Exercise: Please count the lines of the material below that contain the string "spoon", with case counting, and reply with only that number.

++++++

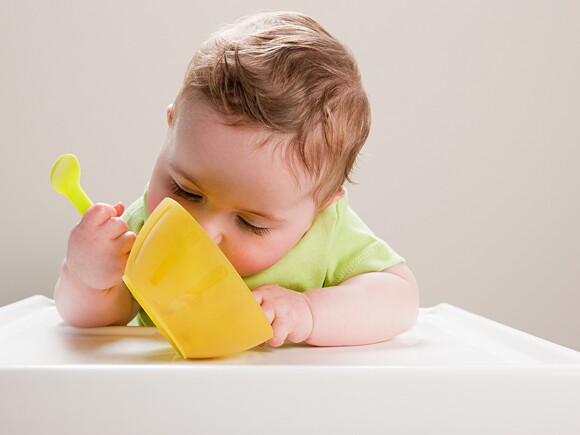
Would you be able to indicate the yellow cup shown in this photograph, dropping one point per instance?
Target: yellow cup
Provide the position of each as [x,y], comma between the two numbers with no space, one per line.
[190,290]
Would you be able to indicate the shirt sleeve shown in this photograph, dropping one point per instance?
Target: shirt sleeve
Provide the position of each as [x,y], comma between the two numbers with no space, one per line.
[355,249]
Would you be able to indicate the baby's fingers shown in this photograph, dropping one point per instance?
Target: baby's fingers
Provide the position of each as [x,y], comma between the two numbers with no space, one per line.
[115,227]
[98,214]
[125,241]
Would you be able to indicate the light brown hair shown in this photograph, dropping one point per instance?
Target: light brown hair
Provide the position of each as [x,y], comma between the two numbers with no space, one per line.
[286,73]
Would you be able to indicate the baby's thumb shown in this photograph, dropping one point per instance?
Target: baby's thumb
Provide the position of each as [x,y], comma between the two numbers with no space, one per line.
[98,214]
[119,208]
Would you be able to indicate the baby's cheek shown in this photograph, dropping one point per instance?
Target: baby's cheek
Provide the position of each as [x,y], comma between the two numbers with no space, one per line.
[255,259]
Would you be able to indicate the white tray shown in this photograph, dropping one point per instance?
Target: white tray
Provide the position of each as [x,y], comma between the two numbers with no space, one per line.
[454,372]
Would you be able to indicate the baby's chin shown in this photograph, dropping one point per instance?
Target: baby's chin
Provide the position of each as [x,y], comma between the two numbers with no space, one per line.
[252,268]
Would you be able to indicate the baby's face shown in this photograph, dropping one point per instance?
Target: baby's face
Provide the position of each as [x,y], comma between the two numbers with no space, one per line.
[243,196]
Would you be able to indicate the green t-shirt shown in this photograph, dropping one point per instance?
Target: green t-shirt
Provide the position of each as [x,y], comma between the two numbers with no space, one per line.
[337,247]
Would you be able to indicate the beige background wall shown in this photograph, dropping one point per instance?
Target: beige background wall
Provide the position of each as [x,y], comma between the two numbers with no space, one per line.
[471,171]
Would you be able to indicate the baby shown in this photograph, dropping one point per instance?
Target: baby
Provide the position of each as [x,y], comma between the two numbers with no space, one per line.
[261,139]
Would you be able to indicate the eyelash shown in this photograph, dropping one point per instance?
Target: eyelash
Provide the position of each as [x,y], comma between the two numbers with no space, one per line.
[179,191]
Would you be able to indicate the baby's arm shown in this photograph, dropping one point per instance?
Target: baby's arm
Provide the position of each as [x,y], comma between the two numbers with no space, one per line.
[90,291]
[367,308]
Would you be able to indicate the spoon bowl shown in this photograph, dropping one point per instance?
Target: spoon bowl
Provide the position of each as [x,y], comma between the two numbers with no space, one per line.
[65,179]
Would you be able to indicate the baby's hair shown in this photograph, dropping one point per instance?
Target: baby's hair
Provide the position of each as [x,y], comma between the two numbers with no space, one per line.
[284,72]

++++++

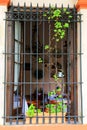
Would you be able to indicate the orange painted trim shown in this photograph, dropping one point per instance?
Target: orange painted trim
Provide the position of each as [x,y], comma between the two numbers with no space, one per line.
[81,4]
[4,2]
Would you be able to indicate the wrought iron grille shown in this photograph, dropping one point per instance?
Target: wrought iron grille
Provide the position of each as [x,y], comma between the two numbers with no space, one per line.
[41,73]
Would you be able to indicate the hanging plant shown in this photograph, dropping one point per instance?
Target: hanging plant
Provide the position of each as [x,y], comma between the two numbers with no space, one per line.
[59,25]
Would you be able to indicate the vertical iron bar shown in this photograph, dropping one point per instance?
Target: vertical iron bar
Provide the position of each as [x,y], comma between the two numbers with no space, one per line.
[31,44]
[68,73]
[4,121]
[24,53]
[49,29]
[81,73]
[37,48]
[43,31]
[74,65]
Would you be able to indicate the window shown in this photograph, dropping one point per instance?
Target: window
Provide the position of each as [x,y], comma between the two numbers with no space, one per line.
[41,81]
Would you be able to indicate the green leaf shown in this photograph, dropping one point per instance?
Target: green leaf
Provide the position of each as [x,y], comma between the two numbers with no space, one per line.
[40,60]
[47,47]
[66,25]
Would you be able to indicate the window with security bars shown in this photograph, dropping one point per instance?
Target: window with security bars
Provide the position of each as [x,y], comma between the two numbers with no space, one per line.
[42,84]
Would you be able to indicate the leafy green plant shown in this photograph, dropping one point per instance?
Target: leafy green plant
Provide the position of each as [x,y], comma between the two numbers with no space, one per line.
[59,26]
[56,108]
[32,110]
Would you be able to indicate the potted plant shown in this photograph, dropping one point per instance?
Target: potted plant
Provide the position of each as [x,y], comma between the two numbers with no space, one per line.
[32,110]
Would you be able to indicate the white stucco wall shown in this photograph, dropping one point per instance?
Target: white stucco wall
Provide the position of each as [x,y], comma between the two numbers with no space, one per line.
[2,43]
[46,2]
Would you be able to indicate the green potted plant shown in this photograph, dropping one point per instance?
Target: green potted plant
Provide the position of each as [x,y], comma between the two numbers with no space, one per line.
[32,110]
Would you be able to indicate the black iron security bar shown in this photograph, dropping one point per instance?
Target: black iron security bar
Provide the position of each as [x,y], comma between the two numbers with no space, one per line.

++++++

Written reply: 2